>> Begin

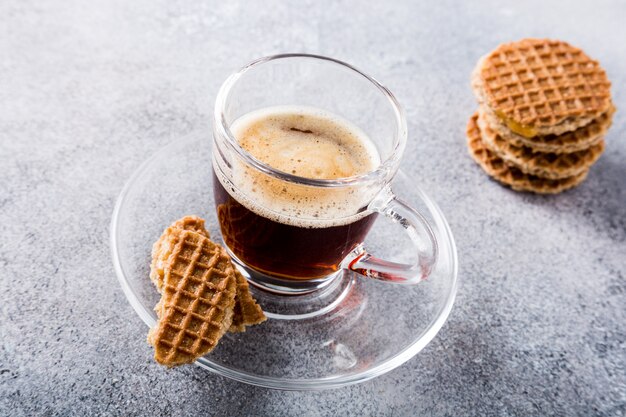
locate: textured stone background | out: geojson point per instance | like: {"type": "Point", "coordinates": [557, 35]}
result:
{"type": "Point", "coordinates": [89, 89]}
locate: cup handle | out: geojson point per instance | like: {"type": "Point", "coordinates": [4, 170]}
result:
{"type": "Point", "coordinates": [421, 234]}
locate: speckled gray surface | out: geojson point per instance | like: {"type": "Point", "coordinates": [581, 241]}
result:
{"type": "Point", "coordinates": [88, 90]}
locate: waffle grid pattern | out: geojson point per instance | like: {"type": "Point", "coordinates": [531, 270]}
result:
{"type": "Point", "coordinates": [198, 289]}
{"type": "Point", "coordinates": [543, 83]}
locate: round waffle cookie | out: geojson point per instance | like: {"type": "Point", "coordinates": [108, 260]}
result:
{"type": "Point", "coordinates": [547, 165]}
{"type": "Point", "coordinates": [496, 168]}
{"type": "Point", "coordinates": [573, 141]}
{"type": "Point", "coordinates": [541, 87]}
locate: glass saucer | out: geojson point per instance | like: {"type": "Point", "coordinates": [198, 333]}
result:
{"type": "Point", "coordinates": [361, 328]}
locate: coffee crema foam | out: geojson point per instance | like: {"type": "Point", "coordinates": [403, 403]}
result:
{"type": "Point", "coordinates": [306, 142]}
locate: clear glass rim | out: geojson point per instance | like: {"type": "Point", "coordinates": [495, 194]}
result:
{"type": "Point", "coordinates": [312, 384]}
{"type": "Point", "coordinates": [387, 167]}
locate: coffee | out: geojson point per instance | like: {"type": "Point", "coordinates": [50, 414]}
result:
{"type": "Point", "coordinates": [286, 229]}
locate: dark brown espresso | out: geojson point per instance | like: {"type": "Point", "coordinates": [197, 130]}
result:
{"type": "Point", "coordinates": [285, 250]}
{"type": "Point", "coordinates": [286, 230]}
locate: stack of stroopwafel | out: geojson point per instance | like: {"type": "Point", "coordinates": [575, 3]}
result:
{"type": "Point", "coordinates": [544, 109]}
{"type": "Point", "coordinates": [202, 294]}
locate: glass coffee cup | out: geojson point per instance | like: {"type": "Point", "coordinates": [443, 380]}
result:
{"type": "Point", "coordinates": [294, 233]}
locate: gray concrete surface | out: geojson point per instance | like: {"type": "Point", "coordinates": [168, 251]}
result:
{"type": "Point", "coordinates": [89, 89]}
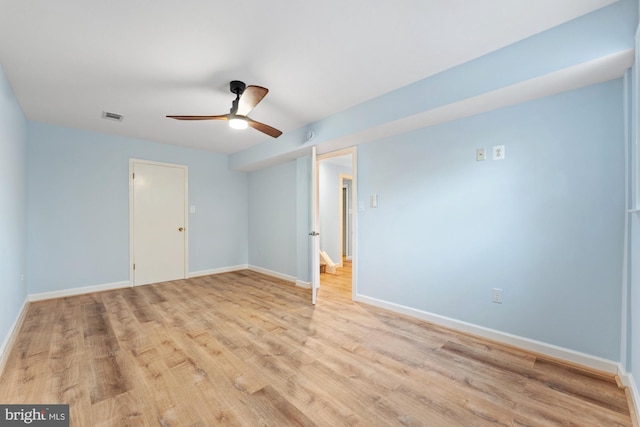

>> End

*Task details:* Rewrite every row above so that each "locate" becomes "find" and nothing else changes. Omit the pictures from your answer.

*Task result:*
find: textured stone background | out: geojson point per instance | like: {"type": "Point", "coordinates": [557, 35]}
result:
{"type": "Point", "coordinates": [89, 89]}
find: cup handle | out: geojson point per instance | like: {"type": "Point", "coordinates": [4, 170]}
result:
{"type": "Point", "coordinates": [421, 234]}
find: speckled gray surface | out: geojson point per instance | like: {"type": "Point", "coordinates": [581, 241]}
result:
{"type": "Point", "coordinates": [88, 90]}
find: waffle grid pattern | out: geojson point per instance | like: {"type": "Point", "coordinates": [531, 270]}
result:
{"type": "Point", "coordinates": [198, 289]}
{"type": "Point", "coordinates": [543, 83]}
find: round waffle cookie | out: geojson point per instance | like: {"type": "Point", "coordinates": [108, 260]}
result:
{"type": "Point", "coordinates": [547, 165]}
{"type": "Point", "coordinates": [496, 168]}
{"type": "Point", "coordinates": [573, 141]}
{"type": "Point", "coordinates": [541, 87]}
find: glass saucer | out: geojson point per instance | like: {"type": "Point", "coordinates": [198, 333]}
result:
{"type": "Point", "coordinates": [361, 328]}
find: coffee crema foam | out: geojson point per instance | like: {"type": "Point", "coordinates": [403, 403]}
result:
{"type": "Point", "coordinates": [306, 142]}
find: clear glass rim | out: geojson point per instance | like: {"type": "Point", "coordinates": [495, 194]}
result:
{"type": "Point", "coordinates": [312, 384]}
{"type": "Point", "coordinates": [387, 167]}
find: coffee | out: geojson point per instance | like: {"type": "Point", "coordinates": [50, 414]}
result:
{"type": "Point", "coordinates": [286, 229]}
find: dark brown espresso | out: geojson point per instance | like: {"type": "Point", "coordinates": [197, 130]}
result:
{"type": "Point", "coordinates": [285, 250]}
{"type": "Point", "coordinates": [286, 230]}
find: stack of stroopwafel | out: geojson point per instance | like: {"type": "Point", "coordinates": [575, 3]}
result:
{"type": "Point", "coordinates": [544, 109]}
{"type": "Point", "coordinates": [202, 294]}
find: glass coffee cup | out: geojson point per instance | like: {"type": "Point", "coordinates": [443, 380]}
result:
{"type": "Point", "coordinates": [294, 233]}
find: gray concrete surface | out: geojson point per instance | like: {"type": "Point", "coordinates": [168, 251]}
result:
{"type": "Point", "coordinates": [89, 89]}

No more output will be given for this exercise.